• _Problem to solve_
Rewrite the stretch of items from the start through the line containing "left=123, top=50, right=208, bottom=183", both ends included. Scale each result coordinate by 2.5 and round to whole numbers, halves up, leaving every other number unchanged and the pictures out.

(Part of a data file)
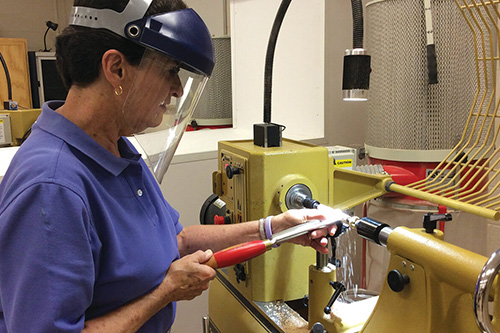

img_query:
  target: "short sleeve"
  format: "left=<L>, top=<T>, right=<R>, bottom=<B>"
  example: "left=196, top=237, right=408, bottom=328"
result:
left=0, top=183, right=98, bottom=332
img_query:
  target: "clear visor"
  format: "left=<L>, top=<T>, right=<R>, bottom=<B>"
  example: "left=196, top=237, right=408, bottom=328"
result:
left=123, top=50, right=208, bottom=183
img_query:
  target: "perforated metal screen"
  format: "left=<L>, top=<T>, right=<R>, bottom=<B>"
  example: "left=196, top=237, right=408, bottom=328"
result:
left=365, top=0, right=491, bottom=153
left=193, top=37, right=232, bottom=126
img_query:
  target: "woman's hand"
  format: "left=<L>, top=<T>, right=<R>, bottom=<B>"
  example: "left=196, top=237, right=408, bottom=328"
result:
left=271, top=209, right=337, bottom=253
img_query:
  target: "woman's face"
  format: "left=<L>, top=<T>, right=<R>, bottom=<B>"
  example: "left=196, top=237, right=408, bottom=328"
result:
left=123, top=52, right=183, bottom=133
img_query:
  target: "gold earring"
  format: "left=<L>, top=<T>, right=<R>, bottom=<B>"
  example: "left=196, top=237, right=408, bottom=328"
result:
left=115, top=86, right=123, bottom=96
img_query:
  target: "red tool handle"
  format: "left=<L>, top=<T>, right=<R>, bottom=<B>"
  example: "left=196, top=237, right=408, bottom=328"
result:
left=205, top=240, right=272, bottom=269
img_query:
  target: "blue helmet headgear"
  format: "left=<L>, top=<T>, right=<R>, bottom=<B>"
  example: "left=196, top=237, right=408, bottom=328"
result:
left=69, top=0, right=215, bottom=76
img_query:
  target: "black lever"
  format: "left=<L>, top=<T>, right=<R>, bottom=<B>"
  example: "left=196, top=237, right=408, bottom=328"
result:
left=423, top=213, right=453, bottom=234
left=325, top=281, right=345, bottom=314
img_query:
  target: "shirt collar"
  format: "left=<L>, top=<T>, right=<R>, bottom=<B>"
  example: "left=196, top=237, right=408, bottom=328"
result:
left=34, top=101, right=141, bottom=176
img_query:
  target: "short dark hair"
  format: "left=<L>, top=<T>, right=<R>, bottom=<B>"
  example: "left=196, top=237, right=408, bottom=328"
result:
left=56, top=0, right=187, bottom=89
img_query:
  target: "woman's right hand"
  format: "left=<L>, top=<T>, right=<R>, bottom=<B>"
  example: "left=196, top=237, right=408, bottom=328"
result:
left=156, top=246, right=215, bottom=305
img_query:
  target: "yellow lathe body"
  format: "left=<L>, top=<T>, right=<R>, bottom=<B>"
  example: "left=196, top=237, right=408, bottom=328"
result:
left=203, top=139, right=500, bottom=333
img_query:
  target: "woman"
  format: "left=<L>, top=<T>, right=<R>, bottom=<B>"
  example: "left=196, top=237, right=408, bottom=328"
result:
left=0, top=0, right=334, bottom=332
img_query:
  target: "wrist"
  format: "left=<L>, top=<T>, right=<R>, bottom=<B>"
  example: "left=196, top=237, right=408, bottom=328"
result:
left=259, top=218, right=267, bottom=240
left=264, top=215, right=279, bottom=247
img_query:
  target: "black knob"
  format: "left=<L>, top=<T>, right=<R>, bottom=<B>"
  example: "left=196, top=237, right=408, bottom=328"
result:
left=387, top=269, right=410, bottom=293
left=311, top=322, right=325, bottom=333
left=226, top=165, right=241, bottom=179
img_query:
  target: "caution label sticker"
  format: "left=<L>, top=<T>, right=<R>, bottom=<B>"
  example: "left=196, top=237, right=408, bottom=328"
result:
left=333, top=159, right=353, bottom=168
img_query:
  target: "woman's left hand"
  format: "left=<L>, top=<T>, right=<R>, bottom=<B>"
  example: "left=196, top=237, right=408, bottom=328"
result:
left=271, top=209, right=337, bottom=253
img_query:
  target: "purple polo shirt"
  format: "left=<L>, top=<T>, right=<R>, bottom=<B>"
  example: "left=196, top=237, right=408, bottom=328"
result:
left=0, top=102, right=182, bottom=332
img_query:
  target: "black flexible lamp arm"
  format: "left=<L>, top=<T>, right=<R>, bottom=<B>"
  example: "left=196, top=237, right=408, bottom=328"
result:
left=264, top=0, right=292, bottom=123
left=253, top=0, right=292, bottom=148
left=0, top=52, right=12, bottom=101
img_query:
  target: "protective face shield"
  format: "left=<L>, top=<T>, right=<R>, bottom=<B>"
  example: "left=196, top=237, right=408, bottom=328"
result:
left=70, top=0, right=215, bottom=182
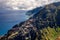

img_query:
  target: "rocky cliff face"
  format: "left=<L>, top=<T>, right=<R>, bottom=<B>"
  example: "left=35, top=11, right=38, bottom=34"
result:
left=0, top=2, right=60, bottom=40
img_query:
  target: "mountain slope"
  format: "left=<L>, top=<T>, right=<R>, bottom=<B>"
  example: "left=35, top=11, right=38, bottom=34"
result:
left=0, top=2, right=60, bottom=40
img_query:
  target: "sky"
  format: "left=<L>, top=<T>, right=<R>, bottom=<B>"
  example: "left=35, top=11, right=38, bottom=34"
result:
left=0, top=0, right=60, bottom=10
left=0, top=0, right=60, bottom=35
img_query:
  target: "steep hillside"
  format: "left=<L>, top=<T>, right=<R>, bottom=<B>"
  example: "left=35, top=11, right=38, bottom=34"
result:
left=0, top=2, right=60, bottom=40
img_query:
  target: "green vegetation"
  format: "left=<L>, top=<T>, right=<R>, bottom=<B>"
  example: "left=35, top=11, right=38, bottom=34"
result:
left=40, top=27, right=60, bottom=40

• _Completed exercise_
img_query:
  target: "short sleeve"
  format: "left=<L>, top=<T>, right=<R>, bottom=<B>"
  example: "left=196, top=237, right=408, bottom=328"
result:
left=0, top=458, right=245, bottom=830
img_query:
  target: "clear visor"
  format: "left=<L>, top=<T>, right=<R>, bottom=<B>"
  example: "left=196, top=237, right=408, bottom=328"
result:
left=308, top=125, right=520, bottom=458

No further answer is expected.